Rewrite the listing below from the line with "We'd be very grateful if you could spot the loader" through the end of the listing, requests included, offsetting every box coordinate in the answers by adding 110. Keep the numbers in the requests and their format samples unchanged.
====== Data supplied ======
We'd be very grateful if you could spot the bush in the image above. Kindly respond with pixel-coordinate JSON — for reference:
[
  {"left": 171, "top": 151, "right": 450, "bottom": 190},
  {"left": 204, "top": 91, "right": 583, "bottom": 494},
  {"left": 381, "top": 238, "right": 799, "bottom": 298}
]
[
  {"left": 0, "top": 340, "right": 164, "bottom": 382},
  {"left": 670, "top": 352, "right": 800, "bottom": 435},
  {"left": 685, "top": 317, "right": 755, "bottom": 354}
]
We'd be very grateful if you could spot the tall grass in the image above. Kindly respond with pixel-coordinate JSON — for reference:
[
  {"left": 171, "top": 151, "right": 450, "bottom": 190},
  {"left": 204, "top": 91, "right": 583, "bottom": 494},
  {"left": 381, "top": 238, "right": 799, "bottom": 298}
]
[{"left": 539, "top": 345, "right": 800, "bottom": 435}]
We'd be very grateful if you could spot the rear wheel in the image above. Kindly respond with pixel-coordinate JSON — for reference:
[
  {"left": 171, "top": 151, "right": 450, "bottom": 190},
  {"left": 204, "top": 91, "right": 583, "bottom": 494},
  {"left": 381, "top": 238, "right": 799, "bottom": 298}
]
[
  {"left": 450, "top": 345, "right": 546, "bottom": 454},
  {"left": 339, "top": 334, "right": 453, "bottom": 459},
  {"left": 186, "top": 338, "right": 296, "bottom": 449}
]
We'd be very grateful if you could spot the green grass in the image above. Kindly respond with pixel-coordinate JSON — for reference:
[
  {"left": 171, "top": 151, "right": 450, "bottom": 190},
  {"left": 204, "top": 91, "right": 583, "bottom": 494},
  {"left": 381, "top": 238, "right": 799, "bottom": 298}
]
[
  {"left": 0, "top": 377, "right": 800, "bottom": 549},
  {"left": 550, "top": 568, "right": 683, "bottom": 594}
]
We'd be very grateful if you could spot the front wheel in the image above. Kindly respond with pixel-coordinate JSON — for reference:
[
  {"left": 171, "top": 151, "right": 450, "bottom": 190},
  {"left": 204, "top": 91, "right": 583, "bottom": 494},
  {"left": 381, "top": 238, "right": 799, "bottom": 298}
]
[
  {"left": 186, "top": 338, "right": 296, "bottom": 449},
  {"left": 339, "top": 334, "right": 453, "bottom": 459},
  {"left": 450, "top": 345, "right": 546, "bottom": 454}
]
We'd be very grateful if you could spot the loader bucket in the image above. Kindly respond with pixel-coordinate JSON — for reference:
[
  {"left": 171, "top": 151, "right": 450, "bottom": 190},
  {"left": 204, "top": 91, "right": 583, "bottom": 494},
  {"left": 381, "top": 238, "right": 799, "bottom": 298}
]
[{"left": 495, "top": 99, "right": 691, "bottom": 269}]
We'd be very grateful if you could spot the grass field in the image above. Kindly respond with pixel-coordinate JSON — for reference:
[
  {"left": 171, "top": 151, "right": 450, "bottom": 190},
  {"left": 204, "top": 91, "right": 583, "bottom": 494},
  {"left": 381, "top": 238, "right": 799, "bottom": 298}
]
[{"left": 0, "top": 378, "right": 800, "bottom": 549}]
======
- Exercise result
We'd be very grateful if you could spot the loader bucket in the image above. Kindly respond with pixel-coordinate JSON — for reference:
[
  {"left": 171, "top": 151, "right": 450, "bottom": 190},
  {"left": 204, "top": 91, "right": 583, "bottom": 494},
  {"left": 381, "top": 238, "right": 799, "bottom": 298}
]
[{"left": 605, "top": 209, "right": 801, "bottom": 379}]
We'd be very grateful if you could spot the grass field in the image above. Kindly respond with pixel-coordinate JSON — for reference:
[
  {"left": 171, "top": 151, "right": 450, "bottom": 190},
  {"left": 204, "top": 91, "right": 583, "bottom": 494},
  {"left": 381, "top": 238, "right": 799, "bottom": 298}
]
[{"left": 110, "top": 488, "right": 910, "bottom": 659}]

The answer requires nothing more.